# Task goal
Pick up the motorhome forum thread below, not the data that follows it, and continue it from its last sentence.

I'm a member of another eight Motorhome related forums and this one is far superior to any of the others for its resources, directories, reviews and guides.

There are as many moaners and groaners on other sites as there are on here and some of the replies on other forums are downright nasty and these sites are only visited occasionally. 

But the quality of rhetoric and intelligent opinions with Facts is the one I tend to rely on when I want a 'proper' answer to any questions I might have and I've been rarely been let down by your knowledge and advice.

Things are not as they were but I will continue to use this forum until the look-out person sees the iceberg at very close range.

Grit your teeth and hope for better days ahead.

:wav: :wav: :wav:


----------



## GerryD

Personally, I haven't really noticed any real change since the change of ownership. Nuke had already stepped MHF down a cog or two when he decided to get rid of the mods.
For almost a year now this forum has been self policing as there has been very little control from above.

# Extracted data
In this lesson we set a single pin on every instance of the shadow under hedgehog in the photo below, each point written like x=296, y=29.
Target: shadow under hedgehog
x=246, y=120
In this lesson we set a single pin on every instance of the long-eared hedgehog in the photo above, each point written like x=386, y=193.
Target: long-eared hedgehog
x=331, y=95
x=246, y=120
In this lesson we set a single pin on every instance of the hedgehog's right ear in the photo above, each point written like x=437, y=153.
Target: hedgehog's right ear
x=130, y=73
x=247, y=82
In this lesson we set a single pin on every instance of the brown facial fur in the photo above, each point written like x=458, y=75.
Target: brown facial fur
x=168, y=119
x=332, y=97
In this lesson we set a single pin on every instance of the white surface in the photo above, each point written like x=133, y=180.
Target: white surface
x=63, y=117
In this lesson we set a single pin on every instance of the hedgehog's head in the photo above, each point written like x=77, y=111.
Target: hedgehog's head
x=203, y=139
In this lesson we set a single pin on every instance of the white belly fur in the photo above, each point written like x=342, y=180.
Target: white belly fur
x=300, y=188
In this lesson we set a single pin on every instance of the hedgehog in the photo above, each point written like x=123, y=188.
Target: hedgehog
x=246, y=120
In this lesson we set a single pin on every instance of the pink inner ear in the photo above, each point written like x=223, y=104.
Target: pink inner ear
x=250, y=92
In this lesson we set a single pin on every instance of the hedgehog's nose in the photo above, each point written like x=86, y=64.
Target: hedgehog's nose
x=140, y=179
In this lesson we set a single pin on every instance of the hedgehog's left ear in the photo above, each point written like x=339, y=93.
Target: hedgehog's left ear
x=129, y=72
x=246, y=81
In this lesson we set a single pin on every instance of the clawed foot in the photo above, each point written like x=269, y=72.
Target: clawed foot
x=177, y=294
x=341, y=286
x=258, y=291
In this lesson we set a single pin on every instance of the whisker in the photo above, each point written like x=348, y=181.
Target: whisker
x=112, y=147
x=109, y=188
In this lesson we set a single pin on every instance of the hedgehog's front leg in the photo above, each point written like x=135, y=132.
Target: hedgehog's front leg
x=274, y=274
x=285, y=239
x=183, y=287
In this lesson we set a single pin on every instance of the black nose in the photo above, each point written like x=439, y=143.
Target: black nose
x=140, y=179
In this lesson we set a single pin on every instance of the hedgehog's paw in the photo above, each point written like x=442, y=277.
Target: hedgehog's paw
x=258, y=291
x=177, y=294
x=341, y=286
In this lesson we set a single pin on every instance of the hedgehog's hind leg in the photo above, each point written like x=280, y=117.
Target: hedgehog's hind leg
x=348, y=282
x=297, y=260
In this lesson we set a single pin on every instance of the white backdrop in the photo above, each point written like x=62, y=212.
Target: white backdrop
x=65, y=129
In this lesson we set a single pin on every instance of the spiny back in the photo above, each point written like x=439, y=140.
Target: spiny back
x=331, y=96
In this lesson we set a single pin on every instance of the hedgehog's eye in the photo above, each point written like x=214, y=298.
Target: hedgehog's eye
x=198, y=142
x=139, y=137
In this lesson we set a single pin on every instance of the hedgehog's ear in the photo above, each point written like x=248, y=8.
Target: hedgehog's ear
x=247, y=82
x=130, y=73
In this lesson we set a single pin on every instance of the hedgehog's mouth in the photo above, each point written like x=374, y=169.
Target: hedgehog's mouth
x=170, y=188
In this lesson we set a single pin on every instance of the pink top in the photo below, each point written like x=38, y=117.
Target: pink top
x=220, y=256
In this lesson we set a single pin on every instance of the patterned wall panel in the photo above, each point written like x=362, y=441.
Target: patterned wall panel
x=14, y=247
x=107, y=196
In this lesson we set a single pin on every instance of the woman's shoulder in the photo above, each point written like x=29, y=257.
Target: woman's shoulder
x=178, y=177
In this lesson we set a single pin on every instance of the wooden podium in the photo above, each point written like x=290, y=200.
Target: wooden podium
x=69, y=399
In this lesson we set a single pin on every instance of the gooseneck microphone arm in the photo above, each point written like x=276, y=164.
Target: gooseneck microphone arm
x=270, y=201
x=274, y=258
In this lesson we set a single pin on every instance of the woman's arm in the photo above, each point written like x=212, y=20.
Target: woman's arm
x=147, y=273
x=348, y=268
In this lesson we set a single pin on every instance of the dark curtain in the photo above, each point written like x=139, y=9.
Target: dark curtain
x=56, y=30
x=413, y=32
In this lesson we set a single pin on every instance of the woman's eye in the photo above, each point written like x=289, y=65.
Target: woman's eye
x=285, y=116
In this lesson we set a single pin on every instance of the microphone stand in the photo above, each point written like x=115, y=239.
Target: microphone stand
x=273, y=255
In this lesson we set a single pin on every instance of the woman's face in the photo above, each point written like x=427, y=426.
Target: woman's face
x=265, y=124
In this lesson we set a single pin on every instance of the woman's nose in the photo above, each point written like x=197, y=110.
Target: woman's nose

# Expected answer
The problem is that MHF is now a cash cow. It has a high number of verifiable like minded members that are a very positive draw to advertisers. Once those numbers have been verified they are unlikely to ever show a downturn as the database will always exist.
We are all unwitting members of a community that has become the biggest excuse for overpricing in the UK; the leisure industry. All the time we carry on buying grossly expensive motorhomes, the industry will believe that we are worth a fast buck. You only have to look at the overpricing of solar panels, satellite equipment and leisure TVs to see the facts.
The new owners are only focussed on that advertising revenue.
Gerry


----------



## vicdicdoc

I'm not throwing my dummy out the pram . . I enjoy (some of) the banter & the help & assistance given on numerous subjects & problems that beset me & other motorhomers, just because someone owns/manages various other websites have extended their portfolio to include MHF doesn't bother me . . . As long as i get what i want from this site I'll stay-when it doesn't suit my needs I'll go & join a knitting club.


----------



## ChrisandJohn

My subs are due in February and I have every intention of renewing. In my day to day use of the forums I haven't really noticed any changes, except of course that there are fewer people around and more people saying they're leaving.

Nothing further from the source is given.